#### DIRECTIVES
1. In the excerpt, what year did Murray W. Hitzman join the U.S. Geological Survey as Associate Director for Energy and Minerals?
2. Using the excerpt, decide whether each statement agrees with it. Answer yes or no, and quote the words that decide it. (a) Edmund Nickless was Executive Secretary of The Geological Society of London until he retired in September 2015. (b) Murray W. Hitzman earned his Ph.D. in geology at the University of Washington. (c) Jen Roberts came to the summer school from the University of Strathclyde.
3. Return, word for word, the passage of the excerpt between "In 2016 he joined" and "University College Dublin.", inclusive.

#### EXCERPT PROVIDED
※

Murray W. Hitzman is Director of iCRAG and a Science Foundation Ireland Research Professor. Murray has B.A. degrees in geology and anthropology from Dartmouth College (1976), an M.S. in geology from University of Washington (1978), and a Ph.D. in geology from Stanford University (1983). He worked in the petroleum and minerals industries from 1976 to 1993 primarily doing mineral exploration worldwide. Dr. Hitzman served in Washington, D.C. as a policy analyst in the U.S. Senate and the White House Office of Science and Technology Policy (1994-96). In 1996, he was named the Fogarty Professor in Economic Geology at the Colorado School of Mines (CSM) and served as head of the Department of Geology and Geological Engineering from 2002-07. His research in economic geology at CSM was focused on the Central African Copperbelt.
In 2016 he joined the U.S. Geological Survey as the Associate Director for Energy and Minerals. In 2018, he was appointed SFI Research Professor in the School of Earth Sciences and Director of iCRAG, based at University College Dublin.
Edmund Nickless (Chair, International Union of Geological Sciences, Councillor 2016-2020)
Edmund is a geologist by training and has worked extensively on assessment of industrial mineral resources. From 1997 until his retirement in September 2015 he was Executive Secretary of The Geological Society of London. Previous to that, he held senior posts within the British Geological Survey, the then Science and Technology Secretariat of the Cabinet Office where he was environmental adviser, and the Natural Environment Research Council where he was responsible for research grants, training awards and UK participation in international programmes, principally the Ocean Drilling Program and its successors. Since 2013, he has chaired a group on behalf of IUGS promoting a new initiative, Resourcing Future Generations. He is a Fellow of the Geological Society of London, a Fellow of the Geological Society of America, a Chartered Scientist, Chartered Geologist and European Geologist.
Two reporters, Anthea Lacchia (iCRAG at UCD) and Jen Roberts (University of Strathclyde) joined the summer school specifically to capture key questions, messages and outcomes from the week. The reporters aim to maximise the impact of the summer school, and so spread the ReSToRE messages and outcomes far and wide.

※

#### EXTRACTED DATA
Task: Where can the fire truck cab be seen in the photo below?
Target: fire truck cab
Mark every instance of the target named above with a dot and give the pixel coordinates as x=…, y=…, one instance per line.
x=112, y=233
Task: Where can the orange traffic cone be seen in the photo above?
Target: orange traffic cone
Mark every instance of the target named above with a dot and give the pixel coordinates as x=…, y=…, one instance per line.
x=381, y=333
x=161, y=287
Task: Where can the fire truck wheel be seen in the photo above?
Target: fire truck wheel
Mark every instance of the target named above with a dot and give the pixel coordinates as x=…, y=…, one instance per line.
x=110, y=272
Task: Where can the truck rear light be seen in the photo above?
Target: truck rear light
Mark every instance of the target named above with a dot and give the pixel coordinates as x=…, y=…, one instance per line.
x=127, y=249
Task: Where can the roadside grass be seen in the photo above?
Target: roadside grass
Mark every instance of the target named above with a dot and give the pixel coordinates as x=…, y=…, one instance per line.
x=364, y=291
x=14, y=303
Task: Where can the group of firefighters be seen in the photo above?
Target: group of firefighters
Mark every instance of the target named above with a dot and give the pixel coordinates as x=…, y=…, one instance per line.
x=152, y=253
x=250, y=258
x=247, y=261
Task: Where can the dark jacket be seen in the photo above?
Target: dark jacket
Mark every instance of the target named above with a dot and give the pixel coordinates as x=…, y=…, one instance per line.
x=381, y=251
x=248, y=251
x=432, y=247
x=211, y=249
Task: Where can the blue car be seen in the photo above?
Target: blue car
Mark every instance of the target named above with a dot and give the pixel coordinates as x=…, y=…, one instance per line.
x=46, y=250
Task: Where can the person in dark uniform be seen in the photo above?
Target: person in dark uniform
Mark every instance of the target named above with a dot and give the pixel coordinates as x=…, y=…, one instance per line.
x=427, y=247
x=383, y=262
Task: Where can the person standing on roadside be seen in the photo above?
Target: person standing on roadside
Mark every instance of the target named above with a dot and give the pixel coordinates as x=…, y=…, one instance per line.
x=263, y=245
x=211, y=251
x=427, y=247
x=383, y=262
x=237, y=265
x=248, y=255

※

#### EXPECTED RESULTS
1. 2016

2.
(a) Yes: "From 1997 until his retirement in September 2015 he was Executive Secretary of The Geological Society of London."
(b) No: "a Ph.D. in geology from Stanford University (1983)"
(c) Yes: "Jen Roberts (University of Strathclyde)"

3.
In 2016 he joined the U.S. Geological Survey as the Associate Director for Energy and Minerals. In 2018, he was appointed SFI Research Professor in the School of Earth Sciences and Director of iCRAG, based at University College Dublin.